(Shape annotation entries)
++++++++++++++++++++

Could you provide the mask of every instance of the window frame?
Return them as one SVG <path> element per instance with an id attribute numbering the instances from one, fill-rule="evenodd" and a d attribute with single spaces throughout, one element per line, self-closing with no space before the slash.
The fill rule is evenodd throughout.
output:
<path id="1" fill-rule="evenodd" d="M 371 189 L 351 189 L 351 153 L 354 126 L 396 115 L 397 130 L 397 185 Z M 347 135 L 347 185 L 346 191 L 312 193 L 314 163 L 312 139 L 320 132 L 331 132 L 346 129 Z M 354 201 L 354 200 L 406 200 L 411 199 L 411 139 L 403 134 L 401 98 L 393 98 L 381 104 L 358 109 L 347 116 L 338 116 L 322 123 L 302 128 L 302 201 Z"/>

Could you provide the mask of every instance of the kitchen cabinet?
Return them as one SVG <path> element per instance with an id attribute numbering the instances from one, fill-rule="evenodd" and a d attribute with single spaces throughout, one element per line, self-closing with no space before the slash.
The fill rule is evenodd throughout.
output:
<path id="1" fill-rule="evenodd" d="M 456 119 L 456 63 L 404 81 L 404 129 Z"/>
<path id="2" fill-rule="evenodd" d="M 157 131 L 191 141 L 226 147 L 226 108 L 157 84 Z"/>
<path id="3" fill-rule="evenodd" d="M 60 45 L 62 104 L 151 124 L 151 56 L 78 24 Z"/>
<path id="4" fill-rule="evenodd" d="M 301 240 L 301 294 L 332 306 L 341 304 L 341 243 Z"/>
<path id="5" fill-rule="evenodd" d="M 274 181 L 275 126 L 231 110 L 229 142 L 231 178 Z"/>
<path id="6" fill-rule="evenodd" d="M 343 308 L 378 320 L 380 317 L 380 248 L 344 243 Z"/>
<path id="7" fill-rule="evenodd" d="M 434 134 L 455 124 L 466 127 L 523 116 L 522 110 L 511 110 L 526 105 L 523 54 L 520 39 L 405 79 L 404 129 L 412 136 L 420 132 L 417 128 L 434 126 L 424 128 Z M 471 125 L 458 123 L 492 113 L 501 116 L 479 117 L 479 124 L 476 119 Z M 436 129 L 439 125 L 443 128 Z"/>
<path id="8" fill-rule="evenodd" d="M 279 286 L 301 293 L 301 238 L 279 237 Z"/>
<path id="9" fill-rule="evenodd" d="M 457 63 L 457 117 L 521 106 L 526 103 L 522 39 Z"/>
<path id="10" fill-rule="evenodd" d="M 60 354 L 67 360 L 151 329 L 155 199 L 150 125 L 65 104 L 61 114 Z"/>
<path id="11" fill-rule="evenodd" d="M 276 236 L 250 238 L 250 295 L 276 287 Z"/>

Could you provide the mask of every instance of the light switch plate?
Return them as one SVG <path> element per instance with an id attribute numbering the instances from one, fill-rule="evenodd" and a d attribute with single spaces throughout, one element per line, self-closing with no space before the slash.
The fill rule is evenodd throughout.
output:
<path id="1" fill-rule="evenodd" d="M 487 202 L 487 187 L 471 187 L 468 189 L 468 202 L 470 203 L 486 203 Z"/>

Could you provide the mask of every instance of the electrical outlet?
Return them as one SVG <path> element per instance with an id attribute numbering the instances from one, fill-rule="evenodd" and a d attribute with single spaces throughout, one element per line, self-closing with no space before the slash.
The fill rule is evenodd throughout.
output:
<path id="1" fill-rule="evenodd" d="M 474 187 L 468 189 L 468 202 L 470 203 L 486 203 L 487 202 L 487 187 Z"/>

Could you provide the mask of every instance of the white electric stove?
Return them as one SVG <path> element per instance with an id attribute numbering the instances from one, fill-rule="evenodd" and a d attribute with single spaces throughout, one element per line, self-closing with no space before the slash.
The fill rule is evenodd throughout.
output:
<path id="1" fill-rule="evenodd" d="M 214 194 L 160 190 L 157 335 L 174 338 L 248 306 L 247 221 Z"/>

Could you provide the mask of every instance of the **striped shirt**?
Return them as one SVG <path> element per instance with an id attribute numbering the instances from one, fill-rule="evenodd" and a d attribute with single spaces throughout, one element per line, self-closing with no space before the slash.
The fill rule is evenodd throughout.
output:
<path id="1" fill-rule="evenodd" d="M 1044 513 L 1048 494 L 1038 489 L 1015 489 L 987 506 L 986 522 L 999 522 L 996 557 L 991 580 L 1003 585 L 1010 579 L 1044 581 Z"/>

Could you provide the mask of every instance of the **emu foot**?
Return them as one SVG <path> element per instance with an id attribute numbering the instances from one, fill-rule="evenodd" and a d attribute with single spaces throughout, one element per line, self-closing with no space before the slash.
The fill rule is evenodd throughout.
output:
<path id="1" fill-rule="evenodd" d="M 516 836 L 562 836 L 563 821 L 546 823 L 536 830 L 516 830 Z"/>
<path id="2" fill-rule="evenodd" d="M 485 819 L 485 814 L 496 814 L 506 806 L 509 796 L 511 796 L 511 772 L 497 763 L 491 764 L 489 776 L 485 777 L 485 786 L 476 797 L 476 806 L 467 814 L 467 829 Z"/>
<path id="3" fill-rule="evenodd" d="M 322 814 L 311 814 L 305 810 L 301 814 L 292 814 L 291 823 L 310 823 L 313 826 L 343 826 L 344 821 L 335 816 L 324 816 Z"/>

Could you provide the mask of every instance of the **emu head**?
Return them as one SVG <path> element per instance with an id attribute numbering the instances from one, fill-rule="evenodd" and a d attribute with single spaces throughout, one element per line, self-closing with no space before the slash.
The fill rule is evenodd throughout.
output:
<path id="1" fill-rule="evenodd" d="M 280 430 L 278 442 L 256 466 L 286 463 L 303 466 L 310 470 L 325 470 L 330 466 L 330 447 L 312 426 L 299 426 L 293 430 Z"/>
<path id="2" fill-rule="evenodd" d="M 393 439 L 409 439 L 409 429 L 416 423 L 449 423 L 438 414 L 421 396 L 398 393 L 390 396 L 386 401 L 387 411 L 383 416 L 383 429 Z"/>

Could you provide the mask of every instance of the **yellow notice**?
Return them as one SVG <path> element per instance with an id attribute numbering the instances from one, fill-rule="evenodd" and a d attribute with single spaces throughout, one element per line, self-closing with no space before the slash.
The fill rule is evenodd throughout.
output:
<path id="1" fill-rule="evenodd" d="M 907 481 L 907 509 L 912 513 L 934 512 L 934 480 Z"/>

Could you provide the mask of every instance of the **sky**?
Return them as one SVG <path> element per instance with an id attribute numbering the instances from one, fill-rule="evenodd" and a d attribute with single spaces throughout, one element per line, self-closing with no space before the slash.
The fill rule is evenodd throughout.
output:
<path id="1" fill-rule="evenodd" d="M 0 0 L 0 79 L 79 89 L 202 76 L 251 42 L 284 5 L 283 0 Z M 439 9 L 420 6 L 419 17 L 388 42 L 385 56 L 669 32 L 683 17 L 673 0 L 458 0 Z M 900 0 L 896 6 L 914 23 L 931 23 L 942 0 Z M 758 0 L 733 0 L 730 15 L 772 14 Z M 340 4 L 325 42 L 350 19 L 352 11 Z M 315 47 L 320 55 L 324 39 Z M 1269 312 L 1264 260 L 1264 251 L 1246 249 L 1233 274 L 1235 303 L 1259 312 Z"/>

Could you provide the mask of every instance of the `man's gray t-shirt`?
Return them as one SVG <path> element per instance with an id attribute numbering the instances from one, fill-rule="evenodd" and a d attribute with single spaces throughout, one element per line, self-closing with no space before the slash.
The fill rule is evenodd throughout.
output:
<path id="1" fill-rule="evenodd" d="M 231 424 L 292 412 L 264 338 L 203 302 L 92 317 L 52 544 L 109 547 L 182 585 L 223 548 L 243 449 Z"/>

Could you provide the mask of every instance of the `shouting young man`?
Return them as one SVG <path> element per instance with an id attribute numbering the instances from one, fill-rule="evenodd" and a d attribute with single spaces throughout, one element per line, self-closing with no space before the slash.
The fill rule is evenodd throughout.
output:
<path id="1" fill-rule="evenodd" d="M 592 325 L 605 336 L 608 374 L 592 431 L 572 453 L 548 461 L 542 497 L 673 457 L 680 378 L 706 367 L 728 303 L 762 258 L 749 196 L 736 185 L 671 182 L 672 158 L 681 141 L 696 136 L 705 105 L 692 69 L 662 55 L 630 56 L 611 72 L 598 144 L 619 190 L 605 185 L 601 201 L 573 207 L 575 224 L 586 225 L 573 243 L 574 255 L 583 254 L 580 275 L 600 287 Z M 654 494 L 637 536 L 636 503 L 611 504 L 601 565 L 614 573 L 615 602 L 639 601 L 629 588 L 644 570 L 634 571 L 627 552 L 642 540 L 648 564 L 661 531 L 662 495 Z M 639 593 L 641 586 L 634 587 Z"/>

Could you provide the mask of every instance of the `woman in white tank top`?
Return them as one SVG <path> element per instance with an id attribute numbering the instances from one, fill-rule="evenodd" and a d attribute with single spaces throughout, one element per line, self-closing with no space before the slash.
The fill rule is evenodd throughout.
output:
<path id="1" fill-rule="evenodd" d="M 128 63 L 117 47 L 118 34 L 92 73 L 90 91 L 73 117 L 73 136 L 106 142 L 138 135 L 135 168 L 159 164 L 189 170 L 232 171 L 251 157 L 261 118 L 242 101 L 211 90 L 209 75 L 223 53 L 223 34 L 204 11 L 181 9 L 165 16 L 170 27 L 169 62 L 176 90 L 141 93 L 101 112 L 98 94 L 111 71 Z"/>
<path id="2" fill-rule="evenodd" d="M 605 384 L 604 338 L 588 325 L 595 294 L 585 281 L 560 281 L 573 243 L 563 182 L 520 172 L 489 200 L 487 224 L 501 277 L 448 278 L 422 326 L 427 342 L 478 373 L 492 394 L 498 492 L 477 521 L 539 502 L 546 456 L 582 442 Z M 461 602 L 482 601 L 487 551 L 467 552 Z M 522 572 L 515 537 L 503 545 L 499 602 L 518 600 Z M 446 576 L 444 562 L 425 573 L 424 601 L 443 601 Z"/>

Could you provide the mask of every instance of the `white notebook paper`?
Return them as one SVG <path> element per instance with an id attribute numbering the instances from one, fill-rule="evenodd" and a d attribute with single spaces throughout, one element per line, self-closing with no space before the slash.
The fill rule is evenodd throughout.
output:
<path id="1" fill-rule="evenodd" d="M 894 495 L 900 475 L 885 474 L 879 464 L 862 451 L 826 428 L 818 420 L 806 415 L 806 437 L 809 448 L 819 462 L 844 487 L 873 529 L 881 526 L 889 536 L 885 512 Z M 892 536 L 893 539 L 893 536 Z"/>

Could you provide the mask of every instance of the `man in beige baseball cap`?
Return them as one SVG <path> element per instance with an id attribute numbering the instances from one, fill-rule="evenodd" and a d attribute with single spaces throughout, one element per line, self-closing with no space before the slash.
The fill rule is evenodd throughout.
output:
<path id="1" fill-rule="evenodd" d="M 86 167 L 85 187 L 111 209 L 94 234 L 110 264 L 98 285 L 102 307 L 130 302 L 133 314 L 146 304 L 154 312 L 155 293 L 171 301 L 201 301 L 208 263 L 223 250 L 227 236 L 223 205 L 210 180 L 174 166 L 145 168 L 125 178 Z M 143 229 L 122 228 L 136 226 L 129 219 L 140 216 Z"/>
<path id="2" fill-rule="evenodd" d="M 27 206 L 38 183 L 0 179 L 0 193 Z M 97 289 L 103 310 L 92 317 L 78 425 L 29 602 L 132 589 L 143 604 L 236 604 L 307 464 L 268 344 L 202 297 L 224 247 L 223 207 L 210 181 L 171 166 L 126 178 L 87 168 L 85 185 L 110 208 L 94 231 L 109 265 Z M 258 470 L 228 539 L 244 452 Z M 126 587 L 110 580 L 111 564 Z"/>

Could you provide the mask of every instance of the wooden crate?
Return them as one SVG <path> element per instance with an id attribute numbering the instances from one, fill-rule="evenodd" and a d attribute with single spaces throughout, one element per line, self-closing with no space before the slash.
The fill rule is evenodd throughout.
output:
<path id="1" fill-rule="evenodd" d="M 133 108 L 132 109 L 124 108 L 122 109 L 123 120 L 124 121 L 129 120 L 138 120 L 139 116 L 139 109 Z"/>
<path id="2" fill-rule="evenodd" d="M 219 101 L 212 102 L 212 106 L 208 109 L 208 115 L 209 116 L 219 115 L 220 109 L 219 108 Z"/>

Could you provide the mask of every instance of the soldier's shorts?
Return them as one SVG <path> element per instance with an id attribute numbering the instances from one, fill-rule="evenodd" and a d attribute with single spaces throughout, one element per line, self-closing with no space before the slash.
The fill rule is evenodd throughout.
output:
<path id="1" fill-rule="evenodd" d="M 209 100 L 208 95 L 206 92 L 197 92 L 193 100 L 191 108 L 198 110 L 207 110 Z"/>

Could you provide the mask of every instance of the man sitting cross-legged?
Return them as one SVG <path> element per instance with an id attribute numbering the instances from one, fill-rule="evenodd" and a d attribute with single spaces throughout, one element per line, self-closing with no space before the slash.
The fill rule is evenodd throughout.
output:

++++++++++++++++++++

▶ EXERCISE
Express the material as a two-column CSV with the columns "prompt" and "mask", one row per request, starting at the line containing "the **emu head**?" and ending at the line containing "280 430 L 278". Put each request's text and its answer in a single quoted field, with line breaks replaced by spaces.

▶ THE RESPONSE
prompt,mask
"Could you provide the mask of every instance of the **emu head**? Return them as one SVG <path> element per instance with an id attribute numbering the instances from one, fill-rule=""evenodd"" and a d attribute with single spaces throughout, one element per line, self-closing with no space before the slash. The fill rule is evenodd throughout. output:","<path id=""1"" fill-rule=""evenodd"" d=""M 280 430 L 278 442 L 256 466 L 286 463 L 303 466 L 310 470 L 325 470 L 330 466 L 330 447 L 312 426 L 299 426 L 293 430 Z""/>"